» **Provided records**
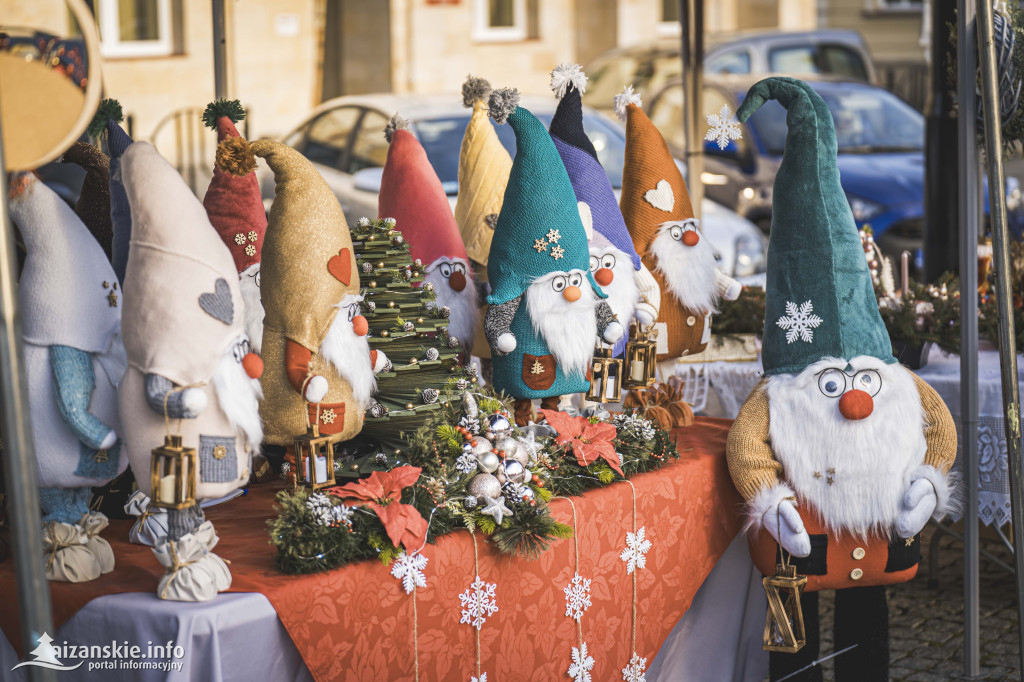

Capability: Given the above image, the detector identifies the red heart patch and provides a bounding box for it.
[327,249,352,286]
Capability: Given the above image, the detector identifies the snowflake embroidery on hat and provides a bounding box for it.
[775,301,823,343]
[391,552,427,594]
[567,642,594,682]
[618,525,651,573]
[563,573,590,623]
[705,104,743,150]
[623,651,647,682]
[459,576,498,630]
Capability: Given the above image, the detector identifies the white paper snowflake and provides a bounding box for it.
[705,104,743,150]
[567,642,594,682]
[775,301,822,343]
[391,552,427,594]
[459,576,498,630]
[563,573,590,623]
[618,525,650,573]
[623,651,647,682]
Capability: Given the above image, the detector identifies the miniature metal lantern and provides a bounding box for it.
[295,424,335,491]
[761,563,807,653]
[150,434,196,509]
[623,324,657,388]
[587,347,623,402]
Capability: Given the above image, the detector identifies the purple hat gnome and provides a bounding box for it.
[119,142,263,601]
[10,174,128,583]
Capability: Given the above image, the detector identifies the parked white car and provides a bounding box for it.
[259,94,765,284]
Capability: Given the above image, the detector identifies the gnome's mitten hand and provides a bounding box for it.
[304,374,328,403]
[896,478,939,539]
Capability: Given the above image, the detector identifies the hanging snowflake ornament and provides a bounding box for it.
[459,576,498,630]
[775,301,822,343]
[623,651,647,682]
[618,525,651,573]
[563,573,590,623]
[391,552,427,594]
[566,642,594,682]
[705,104,743,150]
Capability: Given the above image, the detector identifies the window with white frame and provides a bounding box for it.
[94,0,177,57]
[473,0,528,42]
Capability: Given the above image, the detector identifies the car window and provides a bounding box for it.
[347,110,388,173]
[297,106,361,170]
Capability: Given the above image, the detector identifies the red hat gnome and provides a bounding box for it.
[203,99,266,353]
[377,114,478,351]
[10,174,128,583]
[726,78,956,680]
[119,142,263,601]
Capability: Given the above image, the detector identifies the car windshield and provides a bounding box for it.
[739,87,925,156]
[413,112,626,195]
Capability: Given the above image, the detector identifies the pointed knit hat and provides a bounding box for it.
[121,142,243,385]
[487,88,606,305]
[550,63,640,270]
[203,99,266,272]
[455,76,512,265]
[737,78,896,375]
[377,114,468,265]
[9,173,122,353]
[250,139,359,353]
[60,142,114,260]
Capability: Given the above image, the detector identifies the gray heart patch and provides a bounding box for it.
[199,278,234,325]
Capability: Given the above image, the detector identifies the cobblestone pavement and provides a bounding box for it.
[806,525,1021,682]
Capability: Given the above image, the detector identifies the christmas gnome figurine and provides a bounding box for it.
[10,174,128,583]
[727,78,956,681]
[203,99,266,353]
[614,86,741,358]
[550,63,662,355]
[250,139,388,450]
[377,114,477,353]
[119,142,263,601]
[483,89,623,426]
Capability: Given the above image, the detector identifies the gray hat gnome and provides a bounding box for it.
[10,174,128,583]
[120,142,263,601]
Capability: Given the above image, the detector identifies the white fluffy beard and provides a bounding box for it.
[590,245,640,329]
[319,294,377,411]
[423,258,480,352]
[526,270,597,377]
[650,222,718,313]
[239,263,263,355]
[213,344,263,453]
[767,355,927,538]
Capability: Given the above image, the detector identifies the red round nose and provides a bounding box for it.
[242,353,263,379]
[839,389,874,421]
[449,272,466,291]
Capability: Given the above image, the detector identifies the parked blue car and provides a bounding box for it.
[648,77,1024,269]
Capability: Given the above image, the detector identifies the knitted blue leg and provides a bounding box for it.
[39,487,92,523]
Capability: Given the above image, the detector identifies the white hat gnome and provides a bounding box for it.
[10,174,128,583]
[120,142,263,601]
[726,78,956,680]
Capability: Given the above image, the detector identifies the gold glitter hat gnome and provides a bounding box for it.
[118,142,263,601]
[250,139,387,457]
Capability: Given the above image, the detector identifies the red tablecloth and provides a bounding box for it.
[0,419,740,680]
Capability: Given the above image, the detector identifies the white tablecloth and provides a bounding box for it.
[663,347,1024,525]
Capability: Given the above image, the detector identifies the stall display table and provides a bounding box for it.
[0,419,764,680]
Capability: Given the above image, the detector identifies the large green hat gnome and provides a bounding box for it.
[484,89,623,425]
[726,78,956,680]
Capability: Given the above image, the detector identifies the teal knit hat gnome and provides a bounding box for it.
[737,78,896,375]
[487,88,605,305]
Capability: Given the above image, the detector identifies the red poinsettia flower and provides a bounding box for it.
[329,467,427,552]
[540,410,626,478]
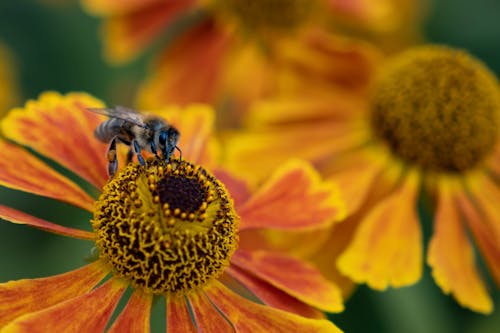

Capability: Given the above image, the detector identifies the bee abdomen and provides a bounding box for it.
[94,118,124,142]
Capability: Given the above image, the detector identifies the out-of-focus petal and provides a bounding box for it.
[428,179,493,313]
[80,0,162,15]
[227,265,325,319]
[276,29,381,94]
[189,293,236,332]
[167,297,197,333]
[206,282,341,333]
[456,174,500,286]
[0,262,107,327]
[238,160,346,230]
[213,169,251,211]
[225,97,369,182]
[2,92,108,189]
[231,250,344,312]
[337,171,422,289]
[155,104,219,169]
[108,292,153,333]
[0,140,94,211]
[2,280,126,333]
[0,205,95,240]
[139,20,230,108]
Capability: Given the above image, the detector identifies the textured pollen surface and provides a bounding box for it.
[372,46,500,172]
[218,0,314,32]
[92,159,238,295]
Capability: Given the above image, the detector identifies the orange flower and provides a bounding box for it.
[228,46,500,313]
[0,93,343,332]
[82,0,417,126]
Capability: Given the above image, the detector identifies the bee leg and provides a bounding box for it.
[174,146,182,161]
[127,147,134,164]
[151,141,160,159]
[107,137,118,178]
[132,140,146,165]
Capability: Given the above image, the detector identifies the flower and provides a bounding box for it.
[82,0,417,127]
[228,45,500,313]
[0,92,344,332]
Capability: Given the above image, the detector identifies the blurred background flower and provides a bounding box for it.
[0,0,500,332]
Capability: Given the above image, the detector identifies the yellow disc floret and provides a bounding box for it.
[92,159,238,295]
[371,46,500,172]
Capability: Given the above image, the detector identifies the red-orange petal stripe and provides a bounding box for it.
[456,178,500,286]
[238,160,346,230]
[226,265,325,319]
[108,292,153,333]
[2,280,126,333]
[2,92,108,188]
[80,0,162,15]
[139,20,231,108]
[213,169,251,211]
[103,0,196,63]
[0,262,107,328]
[0,205,95,240]
[206,282,341,333]
[0,140,94,211]
[428,180,493,313]
[337,171,423,290]
[189,293,236,332]
[231,250,344,312]
[167,297,197,333]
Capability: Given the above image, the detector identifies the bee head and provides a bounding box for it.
[158,126,179,159]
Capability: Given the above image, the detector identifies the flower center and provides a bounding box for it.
[92,159,238,295]
[216,0,314,33]
[371,46,500,172]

» **Written request**
Copy the records above from the line that contains "frame and provides a bounding box for it." through the line that contains "[806,525,1021,682]", changing "pavement" to "walkway" and leaving everything else as it is.

» **Correct output**
Capability: Given the above image, the detector identifies the window with white frame and provides a bounding box for it.
[94,0,177,57]
[473,0,528,42]
Capability: Given the above image, the detector identifies the car window and provides a bounding box for it.
[347,110,388,173]
[297,106,361,170]
Capability: Given the above image, the detector identifies the red hat gnome and provides a bounding box for it.
[203,99,266,353]
[377,114,478,351]
[10,174,128,583]
[726,78,956,680]
[119,142,263,601]
Capability: Given the above image, the detector identifies the car windshield and provides a bounding box for it.
[739,87,925,156]
[413,112,626,195]
Capability: Given the above image, the detector identifies the pointed knit hat and provides a bounding box for it.
[121,142,243,385]
[487,88,606,305]
[550,63,640,270]
[203,99,266,272]
[455,76,512,265]
[737,78,896,375]
[377,114,468,265]
[9,173,122,353]
[250,139,359,353]
[60,142,114,260]
Capability: Given the above image, the detector identifies the gray heart patch and provides a bounding box for it.
[199,278,234,325]
Capability: Given the above image, the detector identifies the cobblestone walkway and provides a bounding box for it.
[806,525,1021,682]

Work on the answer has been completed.